Given text:
2.1.4 LEGAL LIABILITY AND RESPONSIBILITY OF AUDITORS

We are in the era of litigation in which person real or fenced grievances are likely to their
compliances to courts. In this environment, investors and creditors who suffer financial reversal
find auditor as well as attorney and corporate directors tempting target for law suit alleging
professional “mal practice”. Therefore, auditors must approach any engagement with the
prospect that they may be required to defend their work in court. In court of defending legal
action which may be astronomical are not limited to monetary measures. For instance;
• Law suit can be extremely damaging professional reputation which, if once damaged is
difficult to return back.
• The auditor may even be detained criminally for “mal practice”.

Definition of Legal Terms

Discussion of auditor’s liability is best described by defining some of the common terms of the
business law. The following are few to mention
• Ordinary or Simple Negligence: Absence of reasonable care that can be expected of a
person in a set of circumstances. When negligence of an auditor is being evaluated, it is
in terms of what other competent auditors would have done in the same situation.
• Gross Negligence (also called recklessness or constructive fraud): is a serious
occurrence of negligence tantamount to a flagrant or a reckless departure from the
standard of due care. These terms are frequently used interchangeably and are equivalent
to sloppy auditing or lack of a reasonable basis for a belief. Lack of even slight care in
discharging responsibility.
• Fraud: Knowledge (intentionally) misrepresenting facts to decide the other party and
with the result that the party is injured. It occurs when a CPA issue an opinion on the
financial statement knowing that the financial statements or the audit report thereon is
false.
• Privity of contract: is the relationship between two or more parties that creates
contractual duty. In auditing, context, the CPA and the client have a privity or a
contractual relationship that is usually established by a contract called an engagement
letter.
• An engagement Letter: A written letter contract summarizing contractual relationship
between the auditor and client.
• Breach of Contract: Failure of one or both parties in a contract to fulfill the
requirements of the contract.

2.1.4.1. AUDITORS LEGAL LIABILITY TO CLIENT


The most frequent source of lawsuit against CPAs is from clients. The suits vary widely
including such claims as failure to complete an unaudited engagement on the agreed upon date,
inappropriate withdrawal from an audit, failure to discover a defalcation, and breaching the
confidentiality requirements of CPAs.

A typical lawsuit involves a claim that the auditor did not discover an employee defalcation
(theft of assets) as a result of negligence in the conduct of the audit. The lawsuit can be for
breach of contract, a tort action for negligence, or both. Tort action (wrongful act or damage (not
involving breach of contract) for which an evil action can be brought) can be based on ordinary
negligence, gross negligence or fraud. Tort actions are common because the amounts recoverable
under them are normally larger than under breach of contract.

Supplied records:
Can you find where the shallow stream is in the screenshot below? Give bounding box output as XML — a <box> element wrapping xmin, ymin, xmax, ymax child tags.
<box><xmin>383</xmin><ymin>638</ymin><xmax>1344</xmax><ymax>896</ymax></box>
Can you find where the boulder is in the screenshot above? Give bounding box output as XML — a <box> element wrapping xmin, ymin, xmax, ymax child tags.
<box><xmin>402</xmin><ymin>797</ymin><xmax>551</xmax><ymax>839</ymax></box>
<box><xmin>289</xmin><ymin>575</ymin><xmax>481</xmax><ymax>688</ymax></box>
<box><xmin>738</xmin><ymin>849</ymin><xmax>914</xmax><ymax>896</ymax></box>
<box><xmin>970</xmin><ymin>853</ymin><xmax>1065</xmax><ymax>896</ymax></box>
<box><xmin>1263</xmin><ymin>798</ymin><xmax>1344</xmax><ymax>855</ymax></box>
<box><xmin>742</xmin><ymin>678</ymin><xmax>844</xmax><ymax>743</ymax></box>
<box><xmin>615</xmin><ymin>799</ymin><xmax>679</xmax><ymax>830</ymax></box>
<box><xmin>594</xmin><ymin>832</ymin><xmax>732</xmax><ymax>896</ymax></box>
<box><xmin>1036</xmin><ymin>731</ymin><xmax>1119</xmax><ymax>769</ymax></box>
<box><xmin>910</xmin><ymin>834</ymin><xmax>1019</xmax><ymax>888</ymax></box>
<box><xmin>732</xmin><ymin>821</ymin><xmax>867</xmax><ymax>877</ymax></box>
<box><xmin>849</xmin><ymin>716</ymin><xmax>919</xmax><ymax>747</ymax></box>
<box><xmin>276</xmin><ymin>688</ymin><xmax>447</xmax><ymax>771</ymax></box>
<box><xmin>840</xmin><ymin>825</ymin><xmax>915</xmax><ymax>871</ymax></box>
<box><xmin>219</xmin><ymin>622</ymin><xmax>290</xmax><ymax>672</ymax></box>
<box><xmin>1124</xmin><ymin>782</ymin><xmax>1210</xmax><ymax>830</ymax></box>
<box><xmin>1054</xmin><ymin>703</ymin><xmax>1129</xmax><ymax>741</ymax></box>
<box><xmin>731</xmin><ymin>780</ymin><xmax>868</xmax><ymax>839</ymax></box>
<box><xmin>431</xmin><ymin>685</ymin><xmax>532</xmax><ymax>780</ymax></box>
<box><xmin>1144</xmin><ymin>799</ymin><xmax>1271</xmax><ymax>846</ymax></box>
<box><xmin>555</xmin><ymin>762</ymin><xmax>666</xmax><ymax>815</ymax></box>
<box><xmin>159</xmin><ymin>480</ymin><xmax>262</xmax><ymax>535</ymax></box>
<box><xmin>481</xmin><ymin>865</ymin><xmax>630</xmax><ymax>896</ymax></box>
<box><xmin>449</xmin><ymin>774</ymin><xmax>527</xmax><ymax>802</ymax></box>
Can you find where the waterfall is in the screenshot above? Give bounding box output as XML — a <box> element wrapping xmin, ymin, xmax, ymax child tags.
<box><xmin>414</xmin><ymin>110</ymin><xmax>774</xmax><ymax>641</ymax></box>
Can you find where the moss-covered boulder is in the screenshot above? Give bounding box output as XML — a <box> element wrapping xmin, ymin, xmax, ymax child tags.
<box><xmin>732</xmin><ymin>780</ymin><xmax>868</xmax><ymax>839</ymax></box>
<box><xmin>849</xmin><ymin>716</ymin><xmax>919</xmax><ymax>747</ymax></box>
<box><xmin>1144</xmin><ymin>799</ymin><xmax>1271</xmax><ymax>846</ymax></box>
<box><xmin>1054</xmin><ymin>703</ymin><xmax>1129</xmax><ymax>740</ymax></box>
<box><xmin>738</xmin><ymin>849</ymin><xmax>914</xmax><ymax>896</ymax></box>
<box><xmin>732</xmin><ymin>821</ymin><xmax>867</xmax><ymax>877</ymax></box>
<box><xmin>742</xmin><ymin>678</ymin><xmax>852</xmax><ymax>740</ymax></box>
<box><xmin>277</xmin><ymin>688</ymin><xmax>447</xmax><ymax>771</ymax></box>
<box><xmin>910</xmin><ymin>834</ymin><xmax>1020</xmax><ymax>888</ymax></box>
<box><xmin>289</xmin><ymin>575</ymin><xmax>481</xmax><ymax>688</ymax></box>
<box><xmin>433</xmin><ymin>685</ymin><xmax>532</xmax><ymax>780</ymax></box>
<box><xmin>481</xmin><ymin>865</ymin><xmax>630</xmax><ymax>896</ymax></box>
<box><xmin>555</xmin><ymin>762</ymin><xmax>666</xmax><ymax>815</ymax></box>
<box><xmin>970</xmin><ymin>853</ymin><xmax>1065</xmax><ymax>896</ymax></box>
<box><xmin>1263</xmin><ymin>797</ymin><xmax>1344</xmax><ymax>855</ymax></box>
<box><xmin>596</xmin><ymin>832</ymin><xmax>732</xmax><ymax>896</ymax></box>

Set task:
From the auditor liability text, write out again the part that begins at the words "Definition of Legal" and stops after "the same situation.", and switch "competent auditors" to "qualified auditors". You won't need the items for this.

Response below:
Definition of Legal Terms

Discussion of auditor’s liability is best described by defining some of the common terms of the
business law. The following are few to mention
• Ordinary or Simple Negligence: Absence of reasonable care that can be expected of a
person in a set of circumstances. When negligence of an auditor is being evaluated, it is
in terms of what other qualified auditors would have done in the same situation.